Items

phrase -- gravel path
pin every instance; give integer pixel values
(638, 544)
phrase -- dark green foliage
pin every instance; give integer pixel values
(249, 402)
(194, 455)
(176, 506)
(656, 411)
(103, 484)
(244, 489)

Goal
Every record above should be copied exactly.

Complete output
phrase -- gravel path
pin every instance; give integer pixel values
(638, 544)
phrase -- dark green foliage
pin every instance; give integer pixel values
(249, 402)
(194, 455)
(176, 506)
(656, 411)
(103, 484)
(244, 489)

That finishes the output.